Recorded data
>>>>
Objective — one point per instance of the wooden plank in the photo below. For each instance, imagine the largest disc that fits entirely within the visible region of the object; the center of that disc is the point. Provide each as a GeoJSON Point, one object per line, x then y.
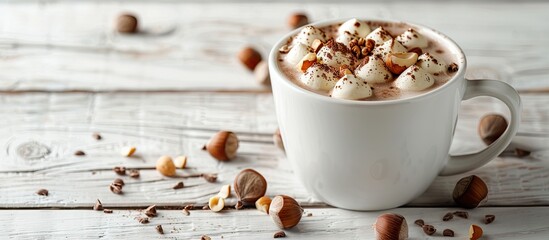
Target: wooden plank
{"type": "Point", "coordinates": [192, 46]}
{"type": "Point", "coordinates": [325, 223]}
{"type": "Point", "coordinates": [39, 132]}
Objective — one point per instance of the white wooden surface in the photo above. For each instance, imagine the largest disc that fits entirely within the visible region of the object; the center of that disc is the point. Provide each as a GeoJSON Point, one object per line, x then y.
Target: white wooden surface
{"type": "Point", "coordinates": [68, 46]}
{"type": "Point", "coordinates": [325, 223]}
{"type": "Point", "coordinates": [65, 74]}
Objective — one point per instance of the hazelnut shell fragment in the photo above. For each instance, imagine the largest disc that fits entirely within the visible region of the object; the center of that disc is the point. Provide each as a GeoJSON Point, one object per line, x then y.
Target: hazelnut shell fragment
{"type": "Point", "coordinates": [491, 127]}
{"type": "Point", "coordinates": [223, 145]}
{"type": "Point", "coordinates": [249, 185]}
{"type": "Point", "coordinates": [285, 211]}
{"type": "Point", "coordinates": [390, 226]}
{"type": "Point", "coordinates": [470, 191]}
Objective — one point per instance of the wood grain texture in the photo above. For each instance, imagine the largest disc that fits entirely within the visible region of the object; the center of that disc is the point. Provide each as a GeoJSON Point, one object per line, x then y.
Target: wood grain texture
{"type": "Point", "coordinates": [511, 223]}
{"type": "Point", "coordinates": [41, 131]}
{"type": "Point", "coordinates": [192, 46]}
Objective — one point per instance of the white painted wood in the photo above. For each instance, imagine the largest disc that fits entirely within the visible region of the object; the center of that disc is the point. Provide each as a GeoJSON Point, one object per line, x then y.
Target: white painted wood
{"type": "Point", "coordinates": [67, 46]}
{"type": "Point", "coordinates": [58, 124]}
{"type": "Point", "coordinates": [325, 223]}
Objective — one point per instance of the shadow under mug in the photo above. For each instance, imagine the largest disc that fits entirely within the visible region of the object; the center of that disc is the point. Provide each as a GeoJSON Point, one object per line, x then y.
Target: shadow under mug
{"type": "Point", "coordinates": [373, 155]}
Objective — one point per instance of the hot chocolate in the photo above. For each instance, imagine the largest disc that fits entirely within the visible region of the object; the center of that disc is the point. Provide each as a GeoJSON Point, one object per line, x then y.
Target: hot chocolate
{"type": "Point", "coordinates": [366, 60]}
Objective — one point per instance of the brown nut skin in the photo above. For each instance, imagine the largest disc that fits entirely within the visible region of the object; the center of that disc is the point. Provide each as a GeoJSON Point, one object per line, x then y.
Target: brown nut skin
{"type": "Point", "coordinates": [165, 166]}
{"type": "Point", "coordinates": [126, 23]}
{"type": "Point", "coordinates": [223, 145]}
{"type": "Point", "coordinates": [298, 20]}
{"type": "Point", "coordinates": [249, 57]}
{"type": "Point", "coordinates": [491, 127]}
{"type": "Point", "coordinates": [391, 226]}
{"type": "Point", "coordinates": [249, 186]}
{"type": "Point", "coordinates": [285, 211]}
{"type": "Point", "coordinates": [470, 191]}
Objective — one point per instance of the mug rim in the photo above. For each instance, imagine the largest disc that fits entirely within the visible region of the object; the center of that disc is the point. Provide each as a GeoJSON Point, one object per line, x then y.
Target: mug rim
{"type": "Point", "coordinates": [273, 65]}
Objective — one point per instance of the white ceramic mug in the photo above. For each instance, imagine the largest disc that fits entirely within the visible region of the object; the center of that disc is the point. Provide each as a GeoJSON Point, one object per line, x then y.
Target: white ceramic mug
{"type": "Point", "coordinates": [372, 155]}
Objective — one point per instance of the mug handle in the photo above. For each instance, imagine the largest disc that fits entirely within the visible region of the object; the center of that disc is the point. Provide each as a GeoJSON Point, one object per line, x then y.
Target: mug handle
{"type": "Point", "coordinates": [502, 91]}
<<<<
== Exercise aim ==
Rewrite all the rows above as a numbered list with no blank lines. Leave out the pictures.

== Final result ==
1. Objective — one point per instance of the wooden plank in the photo below. For each instance, imagine the largest disc that fits entirely within the visible region of the object; the center of that disc is the point. Provide each as a GeoJSON Point, one object per line, x then y.
2. Target: wooden plank
3. {"type": "Point", "coordinates": [192, 46]}
4. {"type": "Point", "coordinates": [325, 223]}
5. {"type": "Point", "coordinates": [39, 132]}
6. Objective — one point per instance of the white wooden surface in the photo above. For each instance, imagine the largest disc that fits entirely within the visible region of the object; the center of that disc is the point. Provide each as a GeoJSON Point, one object per line, x then y.
7. Target: white wooden surface
8. {"type": "Point", "coordinates": [68, 46]}
9. {"type": "Point", "coordinates": [325, 223]}
10. {"type": "Point", "coordinates": [65, 74]}
11. Objective — one point per instance of the hazelnut shell fragment in the photo above. For each instance, imagine the largest disc that fits entirely within the visible region of the object; the center of that disc is the point. Provide each as a GeoJSON Point, one object per line, x then y.
12. Target: hazelnut shell fragment
13. {"type": "Point", "coordinates": [491, 127]}
14. {"type": "Point", "coordinates": [223, 145]}
15. {"type": "Point", "coordinates": [249, 185]}
16. {"type": "Point", "coordinates": [285, 211]}
17. {"type": "Point", "coordinates": [390, 226]}
18. {"type": "Point", "coordinates": [470, 191]}
19. Objective — one point per instance of the wood grain texture in the photo above. For each instance, imagine the largest disc that fits entirely within the visible region of the object; the center of that disc is the point. Provide each as a GeoJSON Point, one object per line, x then y.
20. Target: wood grain texture
21. {"type": "Point", "coordinates": [511, 223]}
22. {"type": "Point", "coordinates": [41, 131]}
23. {"type": "Point", "coordinates": [192, 46]}
24. Objective — one point per instance of the white painted wood in the photo above. For each instance, imagine the largest disc that fits entirely within the visible region of the object; the center of that disc is the point. Provide each as a GeoJSON Point, one object per line, x then y.
25. Target: white painted wood
26. {"type": "Point", "coordinates": [67, 46]}
27. {"type": "Point", "coordinates": [58, 124]}
28. {"type": "Point", "coordinates": [325, 223]}
29. Objective — one point per instance of the shadow under mug in the photo above. For each instance, imagine the largest disc that fits entirely within the visible region of the object; the center of that disc is the point. Provide each as a GeoJSON Point, one object per line, x then y.
30. Target: shadow under mug
31. {"type": "Point", "coordinates": [373, 155]}
32. Objective — one point per instance of the hot chocolate in the photo above. For each instance, imagine the largest disc that fits entirely within the visible region of the object; the center of that disc is the point. Provide each as a GeoJSON Point, one object per line, x then y.
33. Target: hot chocolate
34. {"type": "Point", "coordinates": [366, 60]}
35. Objective — one point per instance of the brown nut skin in the photo above. For each instance, imagine the largest disc that fits entirely within the visible region of the object; the center of that disc is the point. Provide each as a GeoJSON Point, one object per line, x then y.
36. Target: brown nut skin
37. {"type": "Point", "coordinates": [165, 166]}
38. {"type": "Point", "coordinates": [126, 23]}
39. {"type": "Point", "coordinates": [223, 145]}
40. {"type": "Point", "coordinates": [298, 20]}
41. {"type": "Point", "coordinates": [249, 57]}
42. {"type": "Point", "coordinates": [491, 127]}
43. {"type": "Point", "coordinates": [391, 226]}
44. {"type": "Point", "coordinates": [249, 186]}
45. {"type": "Point", "coordinates": [285, 211]}
46. {"type": "Point", "coordinates": [470, 191]}
47. Objective — one point per instance of the mug rim in the photo above. For each instance, imagine the largest disc that fits entirely within the visible region of the object; the center of that disc is the point. Provide each as a GeoJSON Point, one object per line, x then y.
48. Target: mug rim
49. {"type": "Point", "coordinates": [273, 65]}
50. Objective — one point per instance of the white ceramic mug in the photo above. For each instance, imagine the largest disc that fits entirely within the visible region of the object; the center of that disc is the point. Provide each as a GeoJSON Point, one object per line, x then y.
51. Target: white ceramic mug
52. {"type": "Point", "coordinates": [372, 155]}
53. Objective — one point per instance of the mug handle in the photo above. For each instance, imagine the largest disc that fits entirely within the visible region of the object; the center of that disc is the point. Provide each as a GeoJSON Point, one object per line, x then y.
54. Target: mug handle
55. {"type": "Point", "coordinates": [502, 91]}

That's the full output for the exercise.